EXERCISE GOAL
Collect every line in the data below that contains the string "white" and copy each one in full. The match is case-sensitive.
===== RAW RECORDS =====
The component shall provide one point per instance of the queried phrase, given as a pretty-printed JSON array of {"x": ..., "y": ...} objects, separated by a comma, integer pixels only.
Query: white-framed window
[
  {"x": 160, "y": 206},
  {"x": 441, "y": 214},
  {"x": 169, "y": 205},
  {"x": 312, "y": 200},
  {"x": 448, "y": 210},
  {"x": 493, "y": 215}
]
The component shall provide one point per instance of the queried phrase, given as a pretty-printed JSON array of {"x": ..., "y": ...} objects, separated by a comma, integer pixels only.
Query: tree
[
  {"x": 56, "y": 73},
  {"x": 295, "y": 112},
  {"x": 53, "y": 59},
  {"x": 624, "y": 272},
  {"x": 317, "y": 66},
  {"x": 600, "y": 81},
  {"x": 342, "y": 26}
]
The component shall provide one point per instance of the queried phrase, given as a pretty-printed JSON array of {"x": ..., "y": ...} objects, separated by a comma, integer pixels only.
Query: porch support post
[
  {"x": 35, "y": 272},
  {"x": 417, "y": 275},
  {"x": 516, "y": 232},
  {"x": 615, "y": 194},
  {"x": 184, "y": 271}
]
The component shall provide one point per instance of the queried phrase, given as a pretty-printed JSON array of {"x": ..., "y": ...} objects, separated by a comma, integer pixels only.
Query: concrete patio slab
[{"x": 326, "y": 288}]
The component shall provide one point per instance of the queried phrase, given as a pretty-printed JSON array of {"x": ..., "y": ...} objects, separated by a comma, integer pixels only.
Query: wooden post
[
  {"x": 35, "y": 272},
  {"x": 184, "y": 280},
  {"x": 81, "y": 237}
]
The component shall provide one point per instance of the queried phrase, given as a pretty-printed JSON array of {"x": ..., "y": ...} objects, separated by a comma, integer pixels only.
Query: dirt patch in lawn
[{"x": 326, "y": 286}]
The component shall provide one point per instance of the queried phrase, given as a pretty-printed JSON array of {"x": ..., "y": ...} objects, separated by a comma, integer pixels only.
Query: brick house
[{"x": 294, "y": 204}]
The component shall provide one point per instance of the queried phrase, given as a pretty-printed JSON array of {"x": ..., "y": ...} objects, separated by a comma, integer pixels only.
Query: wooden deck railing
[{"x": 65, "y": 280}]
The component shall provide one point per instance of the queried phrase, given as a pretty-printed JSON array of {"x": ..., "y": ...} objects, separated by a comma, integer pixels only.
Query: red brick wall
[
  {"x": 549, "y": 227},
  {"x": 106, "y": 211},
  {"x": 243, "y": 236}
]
=====
===== RAW RECORDS =====
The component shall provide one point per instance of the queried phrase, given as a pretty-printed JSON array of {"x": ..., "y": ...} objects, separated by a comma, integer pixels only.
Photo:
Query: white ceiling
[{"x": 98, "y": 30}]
=====
===== RAW RECORDS =====
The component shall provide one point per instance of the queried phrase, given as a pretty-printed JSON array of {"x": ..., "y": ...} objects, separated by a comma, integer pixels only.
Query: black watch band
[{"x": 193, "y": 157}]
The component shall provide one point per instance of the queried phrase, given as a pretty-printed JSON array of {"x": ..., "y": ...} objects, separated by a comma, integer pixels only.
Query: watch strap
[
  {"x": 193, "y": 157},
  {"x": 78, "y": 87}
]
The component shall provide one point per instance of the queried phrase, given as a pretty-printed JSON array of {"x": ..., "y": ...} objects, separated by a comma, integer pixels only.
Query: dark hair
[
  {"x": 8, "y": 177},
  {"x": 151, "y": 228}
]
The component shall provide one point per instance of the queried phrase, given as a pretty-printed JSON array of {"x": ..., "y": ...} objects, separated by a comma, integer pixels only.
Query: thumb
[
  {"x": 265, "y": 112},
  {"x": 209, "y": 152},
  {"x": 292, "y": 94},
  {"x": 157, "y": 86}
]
=====
WRITTEN ANSWER
Query: white-framed window
Query: white ceiling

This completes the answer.